Task brief.
Can you return the material word for word, from the line that contains "Q: What bounding box encloses the calm" through the line that contains "[0,714,563,986]", including both of those lines and leaving out any pictures?

## Begin Data supplied

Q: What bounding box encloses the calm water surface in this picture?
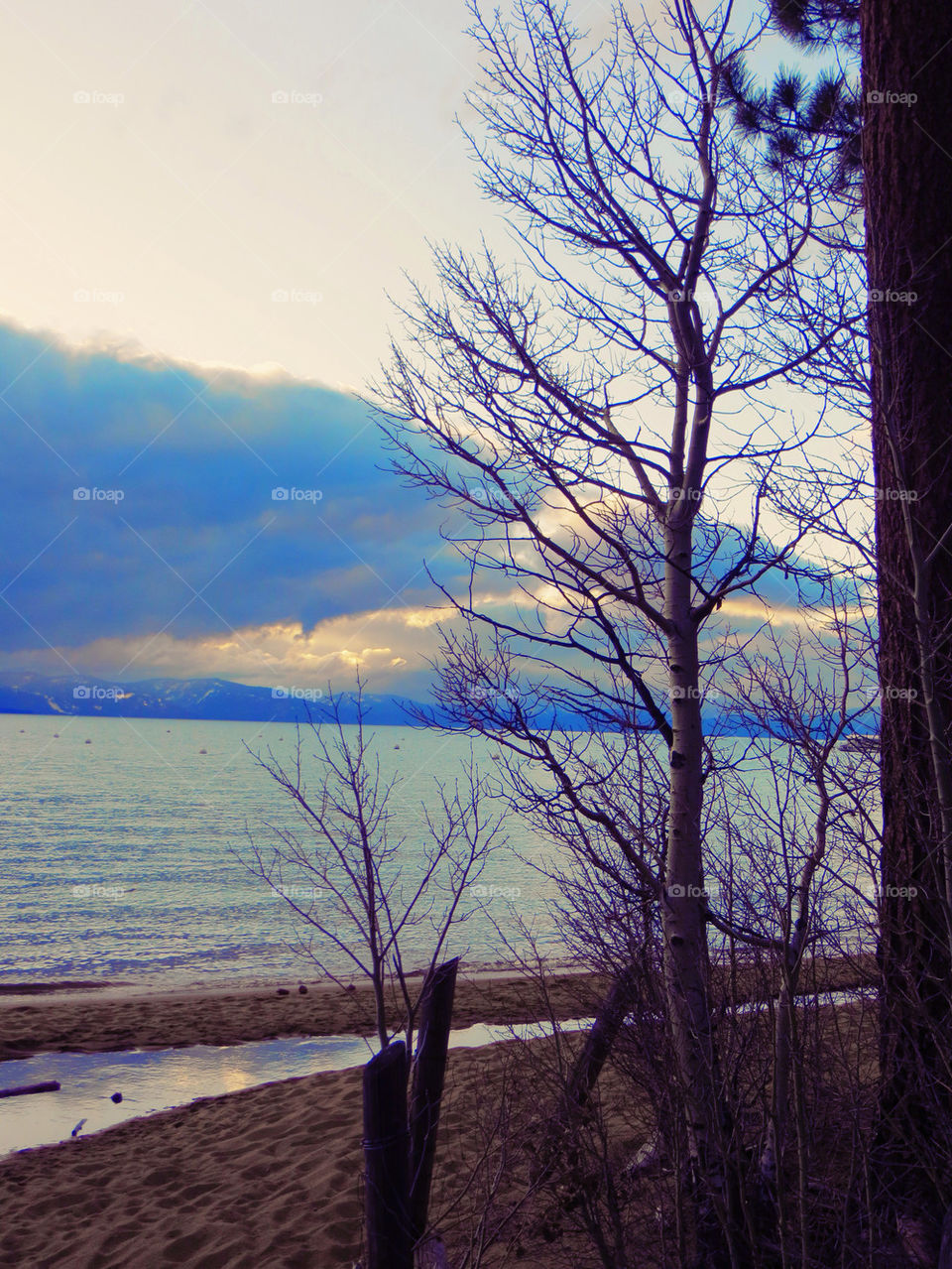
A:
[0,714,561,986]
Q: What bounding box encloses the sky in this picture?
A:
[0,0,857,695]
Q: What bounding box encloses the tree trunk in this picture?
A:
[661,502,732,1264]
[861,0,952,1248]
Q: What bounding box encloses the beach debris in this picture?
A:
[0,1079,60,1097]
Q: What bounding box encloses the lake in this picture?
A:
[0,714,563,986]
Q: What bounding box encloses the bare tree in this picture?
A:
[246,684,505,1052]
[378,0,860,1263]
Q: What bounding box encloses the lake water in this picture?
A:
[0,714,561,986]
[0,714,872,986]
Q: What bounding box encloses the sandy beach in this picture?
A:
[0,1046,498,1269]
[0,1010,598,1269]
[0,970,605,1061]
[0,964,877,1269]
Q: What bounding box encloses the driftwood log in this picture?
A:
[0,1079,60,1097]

## End Data supplied
## Begin Data supplied

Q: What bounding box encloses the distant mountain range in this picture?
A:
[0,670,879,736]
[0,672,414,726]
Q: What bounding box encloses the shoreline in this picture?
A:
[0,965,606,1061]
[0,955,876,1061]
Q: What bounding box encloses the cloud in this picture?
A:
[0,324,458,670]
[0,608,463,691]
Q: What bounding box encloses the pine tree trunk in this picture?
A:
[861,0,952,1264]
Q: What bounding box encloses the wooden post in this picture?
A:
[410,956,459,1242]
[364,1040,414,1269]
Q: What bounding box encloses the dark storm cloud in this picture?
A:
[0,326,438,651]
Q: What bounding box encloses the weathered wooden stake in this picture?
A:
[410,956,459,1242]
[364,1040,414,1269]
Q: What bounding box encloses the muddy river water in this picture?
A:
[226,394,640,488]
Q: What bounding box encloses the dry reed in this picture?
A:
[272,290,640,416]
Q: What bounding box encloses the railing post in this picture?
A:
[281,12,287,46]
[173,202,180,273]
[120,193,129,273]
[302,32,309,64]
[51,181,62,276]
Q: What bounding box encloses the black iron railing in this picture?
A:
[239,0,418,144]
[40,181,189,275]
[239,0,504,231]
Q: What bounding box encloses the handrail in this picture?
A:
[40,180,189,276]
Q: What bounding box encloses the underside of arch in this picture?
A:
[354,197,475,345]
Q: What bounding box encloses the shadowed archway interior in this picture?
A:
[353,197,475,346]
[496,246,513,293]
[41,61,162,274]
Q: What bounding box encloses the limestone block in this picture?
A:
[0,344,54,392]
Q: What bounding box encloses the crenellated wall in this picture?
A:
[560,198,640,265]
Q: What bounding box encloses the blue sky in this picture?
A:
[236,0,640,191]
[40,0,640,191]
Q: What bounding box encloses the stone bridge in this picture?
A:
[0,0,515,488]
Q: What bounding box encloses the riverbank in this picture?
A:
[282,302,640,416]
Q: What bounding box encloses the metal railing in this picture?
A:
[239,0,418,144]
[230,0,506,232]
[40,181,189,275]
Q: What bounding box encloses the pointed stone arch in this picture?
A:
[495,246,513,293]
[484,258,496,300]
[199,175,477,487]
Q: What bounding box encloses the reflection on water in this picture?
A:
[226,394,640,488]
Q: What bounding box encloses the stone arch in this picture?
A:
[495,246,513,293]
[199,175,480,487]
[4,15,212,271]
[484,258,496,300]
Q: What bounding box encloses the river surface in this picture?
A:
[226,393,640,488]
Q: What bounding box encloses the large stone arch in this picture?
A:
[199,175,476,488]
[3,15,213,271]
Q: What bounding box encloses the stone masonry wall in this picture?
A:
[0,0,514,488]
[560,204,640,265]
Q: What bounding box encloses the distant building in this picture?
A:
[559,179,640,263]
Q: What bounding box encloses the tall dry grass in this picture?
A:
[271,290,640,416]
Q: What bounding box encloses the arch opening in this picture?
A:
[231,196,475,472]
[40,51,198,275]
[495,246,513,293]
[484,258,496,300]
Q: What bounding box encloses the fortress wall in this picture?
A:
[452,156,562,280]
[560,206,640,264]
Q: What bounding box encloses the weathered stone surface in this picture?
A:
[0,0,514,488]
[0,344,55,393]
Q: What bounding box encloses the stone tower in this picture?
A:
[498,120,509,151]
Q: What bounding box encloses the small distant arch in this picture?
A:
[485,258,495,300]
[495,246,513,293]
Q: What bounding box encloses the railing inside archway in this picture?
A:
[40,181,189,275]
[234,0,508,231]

## End Data supplied

Written response.
Q: What bounding box encloses the calm water surface in this picture?
A:
[0,714,561,986]
Q: What bounding box encloses the sky in this picture?
A:
[0,0,857,695]
Q: What bounding box encloses the tree trunk in this picture?
A:
[661,502,732,1264]
[861,0,952,1248]
Q: What bounding box encloses the beach debris in this picture?
A:
[0,1079,60,1097]
Q: What bounding box encloses the lake in this picture?
A:
[0,714,563,986]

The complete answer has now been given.